** Given task **
Rewrite the entries below with each "pin" changed to "point" and everything else unchanged, omitting the pictures.

Point-based annotation data
"""

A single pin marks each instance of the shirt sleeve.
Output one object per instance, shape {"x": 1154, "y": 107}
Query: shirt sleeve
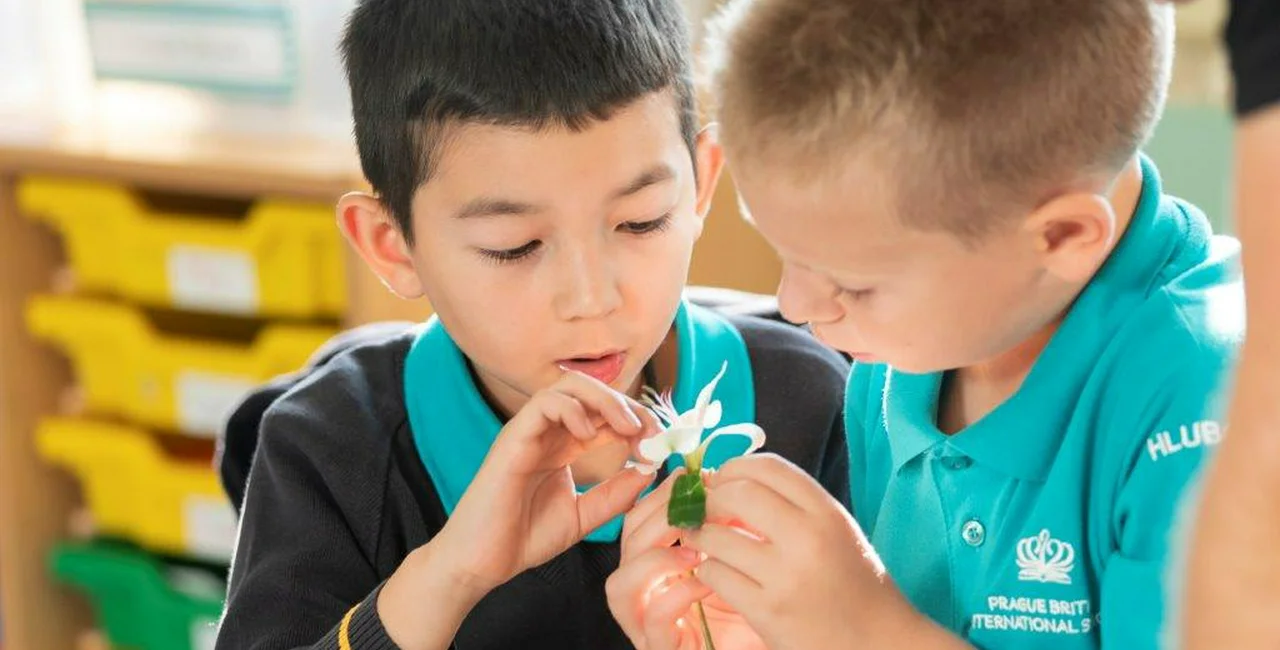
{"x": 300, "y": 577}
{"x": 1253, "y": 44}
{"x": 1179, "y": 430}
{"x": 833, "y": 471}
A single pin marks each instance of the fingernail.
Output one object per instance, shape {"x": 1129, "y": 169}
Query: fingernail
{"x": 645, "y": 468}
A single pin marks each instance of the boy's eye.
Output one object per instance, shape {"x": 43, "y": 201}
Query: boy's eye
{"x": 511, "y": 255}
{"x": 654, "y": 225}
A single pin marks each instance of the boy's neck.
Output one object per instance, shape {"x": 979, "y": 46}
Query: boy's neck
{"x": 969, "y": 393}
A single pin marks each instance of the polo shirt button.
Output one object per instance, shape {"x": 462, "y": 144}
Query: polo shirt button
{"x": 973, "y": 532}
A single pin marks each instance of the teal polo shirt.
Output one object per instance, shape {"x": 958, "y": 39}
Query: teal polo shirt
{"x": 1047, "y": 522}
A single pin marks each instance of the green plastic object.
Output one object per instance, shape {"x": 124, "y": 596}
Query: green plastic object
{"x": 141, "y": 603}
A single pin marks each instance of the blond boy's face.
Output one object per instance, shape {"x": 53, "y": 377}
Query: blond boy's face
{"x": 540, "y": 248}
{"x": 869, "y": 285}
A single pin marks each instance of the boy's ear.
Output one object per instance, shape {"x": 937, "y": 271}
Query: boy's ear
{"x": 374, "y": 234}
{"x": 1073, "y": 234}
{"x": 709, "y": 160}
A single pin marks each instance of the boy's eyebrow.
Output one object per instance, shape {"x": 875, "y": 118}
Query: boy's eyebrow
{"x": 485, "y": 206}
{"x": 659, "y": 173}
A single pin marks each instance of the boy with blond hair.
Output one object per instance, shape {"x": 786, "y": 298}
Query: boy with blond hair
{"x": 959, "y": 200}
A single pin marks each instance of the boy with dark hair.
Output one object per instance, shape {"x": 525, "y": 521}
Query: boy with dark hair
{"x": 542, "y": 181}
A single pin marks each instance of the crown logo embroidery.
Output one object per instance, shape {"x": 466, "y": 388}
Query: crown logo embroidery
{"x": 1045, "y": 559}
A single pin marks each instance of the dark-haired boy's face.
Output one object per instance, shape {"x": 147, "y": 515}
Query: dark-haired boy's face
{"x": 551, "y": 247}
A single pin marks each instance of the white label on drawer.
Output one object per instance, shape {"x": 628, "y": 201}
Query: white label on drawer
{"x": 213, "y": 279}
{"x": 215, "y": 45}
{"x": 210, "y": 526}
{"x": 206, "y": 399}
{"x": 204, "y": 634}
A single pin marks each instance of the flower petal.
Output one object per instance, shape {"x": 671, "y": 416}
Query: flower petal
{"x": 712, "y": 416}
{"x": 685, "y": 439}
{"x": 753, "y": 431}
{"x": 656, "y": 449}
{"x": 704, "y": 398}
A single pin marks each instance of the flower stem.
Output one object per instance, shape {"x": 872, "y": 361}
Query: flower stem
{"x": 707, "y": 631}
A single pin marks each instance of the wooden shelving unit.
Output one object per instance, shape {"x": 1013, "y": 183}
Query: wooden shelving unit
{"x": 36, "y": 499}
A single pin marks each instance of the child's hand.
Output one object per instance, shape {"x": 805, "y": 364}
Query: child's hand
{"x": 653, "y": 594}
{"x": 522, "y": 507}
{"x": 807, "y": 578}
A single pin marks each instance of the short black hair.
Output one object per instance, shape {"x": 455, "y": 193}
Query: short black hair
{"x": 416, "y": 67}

"""

** Response below **
A single point marks each instance of the shirt sleeve.
Output one object per instance, shape {"x": 1154, "y": 107}
Query: shirt sleeve
{"x": 300, "y": 577}
{"x": 1253, "y": 44}
{"x": 1179, "y": 430}
{"x": 833, "y": 471}
A single point marks each instance of the fingernail.
Output one object per instance, shape {"x": 1129, "y": 169}
Query: fingernail
{"x": 645, "y": 468}
A single point marks each instance of the boy's eye.
Output one object per instance, shape {"x": 43, "y": 201}
Query: boy's eye
{"x": 511, "y": 255}
{"x": 654, "y": 225}
A single point marks each instance of the boy's neck.
Output one object per instance, shape {"x": 979, "y": 46}
Query: boy's neck
{"x": 969, "y": 393}
A single point marks each instance of the polo shirt button.
Output one object per instance, shape {"x": 462, "y": 144}
Query: polo shirt button
{"x": 973, "y": 532}
A single point marks each instance of the teal polo shirt.
Output one object per instance, shape {"x": 958, "y": 39}
Query: teal polo shirt
{"x": 1047, "y": 522}
A single point marks each instance of the green plastic object.
Output one object per instance, shape {"x": 124, "y": 596}
Query: green plastic object
{"x": 141, "y": 603}
A single point marks each instance of the blond boy's face.
Output one object per instance, shape {"x": 53, "y": 377}
Query: blond boy's face
{"x": 540, "y": 248}
{"x": 869, "y": 285}
A single point marks each instance of the boy's ear.
Output one object per instance, shape {"x": 937, "y": 271}
Query: boy's ear
{"x": 374, "y": 234}
{"x": 1073, "y": 234}
{"x": 709, "y": 160}
A single point marks each instance of the boy's eyebrow.
Output one object per instance, shape {"x": 875, "y": 118}
Query: boy's eyebrow
{"x": 485, "y": 206}
{"x": 659, "y": 173}
A single point marks each instance of the boy with blond hair.
Output one object per instance, shape {"x": 786, "y": 298}
Query: boy with blond hair
{"x": 959, "y": 200}
A single point marks each instance of the boy with dark hair.
Output one object per instance, shape {"x": 525, "y": 521}
Query: boy with dark hair
{"x": 542, "y": 181}
A single point marks each instance of the crown logo embroidery.
Output one object per instance, shape {"x": 466, "y": 388}
Query: crown logo embroidery
{"x": 1045, "y": 559}
A single point marks each instance of the dark-haired boy's face.
Output one object per instance, shape {"x": 147, "y": 515}
Query: dark-haired boy's face
{"x": 551, "y": 247}
A single point marks each instance of the white label on drawer.
Output one object per instance, shape {"x": 628, "y": 201}
Query: white label on drawer
{"x": 213, "y": 279}
{"x": 215, "y": 45}
{"x": 210, "y": 526}
{"x": 206, "y": 399}
{"x": 204, "y": 634}
A single point marks each instance of the flower petal.
Output one object per instance, shape {"x": 671, "y": 416}
Query: flower petal
{"x": 712, "y": 416}
{"x": 685, "y": 439}
{"x": 753, "y": 431}
{"x": 656, "y": 449}
{"x": 704, "y": 398}
A single point marks each instance of the flower stem.
Output one object per instance, shape {"x": 872, "y": 361}
Query: flower stem
{"x": 707, "y": 631}
A single point marks each instance of the wooden shelving unit.
Output one object per instance, shape {"x": 1013, "y": 183}
Query: wooden shelving unit
{"x": 36, "y": 499}
A single point marks each instance of the child's hand.
Output one object per instance, shape {"x": 805, "y": 364}
Query: child's hand
{"x": 653, "y": 594}
{"x": 522, "y": 507}
{"x": 807, "y": 578}
A single point marks each instance of the short black hair.
Output one object per instance, shape {"x": 455, "y": 193}
Query: short black hair
{"x": 416, "y": 67}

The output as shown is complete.